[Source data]
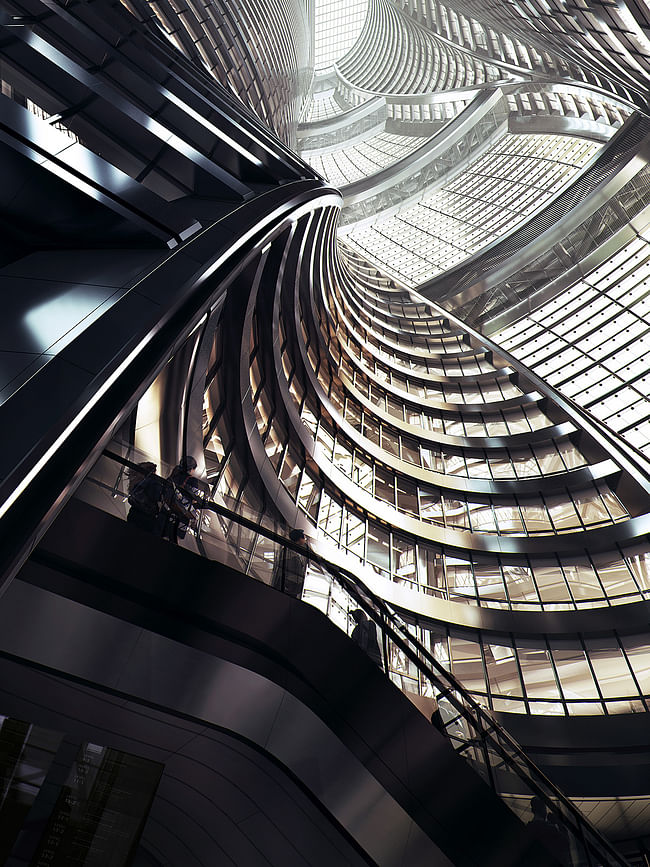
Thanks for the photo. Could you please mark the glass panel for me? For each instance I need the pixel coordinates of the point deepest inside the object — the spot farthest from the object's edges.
(502, 669)
(467, 664)
(573, 670)
(404, 558)
(610, 668)
(537, 671)
(550, 581)
(407, 497)
(638, 653)
(378, 547)
(384, 485)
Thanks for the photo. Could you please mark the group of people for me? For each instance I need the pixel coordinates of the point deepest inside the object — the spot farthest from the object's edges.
(166, 507)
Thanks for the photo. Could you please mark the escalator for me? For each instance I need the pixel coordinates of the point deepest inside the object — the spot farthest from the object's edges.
(130, 635)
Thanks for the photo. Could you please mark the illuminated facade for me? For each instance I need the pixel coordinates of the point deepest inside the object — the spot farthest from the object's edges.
(434, 361)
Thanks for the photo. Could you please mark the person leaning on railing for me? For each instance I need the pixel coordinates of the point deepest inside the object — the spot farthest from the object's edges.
(149, 498)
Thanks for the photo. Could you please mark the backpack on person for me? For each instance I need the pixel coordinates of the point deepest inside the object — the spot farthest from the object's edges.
(145, 497)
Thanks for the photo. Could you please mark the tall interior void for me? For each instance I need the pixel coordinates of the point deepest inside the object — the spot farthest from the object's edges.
(382, 269)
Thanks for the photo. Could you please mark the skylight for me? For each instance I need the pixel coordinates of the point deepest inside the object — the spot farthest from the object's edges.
(338, 24)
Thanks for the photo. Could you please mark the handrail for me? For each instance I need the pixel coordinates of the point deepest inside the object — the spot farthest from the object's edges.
(489, 734)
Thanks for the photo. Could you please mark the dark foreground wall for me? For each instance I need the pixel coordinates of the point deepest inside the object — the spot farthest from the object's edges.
(121, 636)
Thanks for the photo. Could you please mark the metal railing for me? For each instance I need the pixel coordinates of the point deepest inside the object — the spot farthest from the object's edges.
(246, 544)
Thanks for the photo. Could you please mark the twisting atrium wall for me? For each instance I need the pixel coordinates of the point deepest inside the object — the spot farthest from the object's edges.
(392, 392)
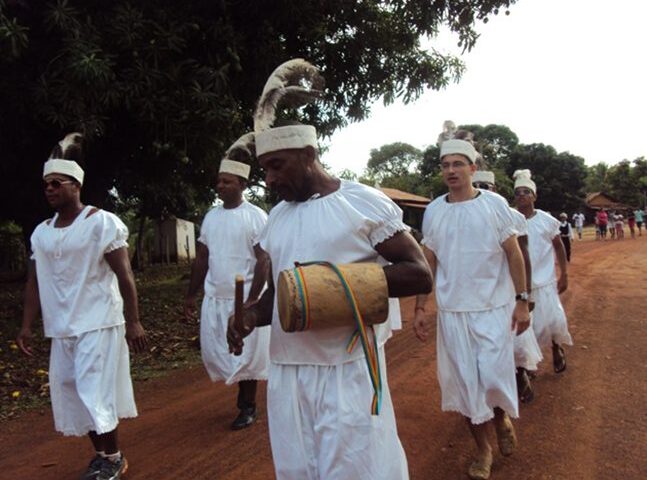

Your goal: Output the lines of the listing exactly as they appear, from the line containing "Thanks for the photo. Could you please mark the handrail" through the end of the listing. Leave the pictures out of your answer.

Answer for the task:
Thanks for the photo. Could you please mark the handrail for me? For each instance I need the pixel coordinates of the point deepest inside the object — the spot farthest from the object's edges.
(489, 734)
Thanks for the photo. Could you please mark the dark foreground wall for me? For each instance I need the pixel coordinates of the point deepest inside the object — the spot farthest from the object's edges.
(121, 636)
Thanks for the photo. Could you please mark the metal railing for me? For each instance I need the pixel coordinates of the point deepest inside the object — the spot farthest from the object's edges.
(246, 544)
Thanks for the photo. Could you please mark the twisting atrium wall for me? For each instance I need the pixel coordinates of the point deepest inside the object — the spot farthest from the object's edges.
(392, 392)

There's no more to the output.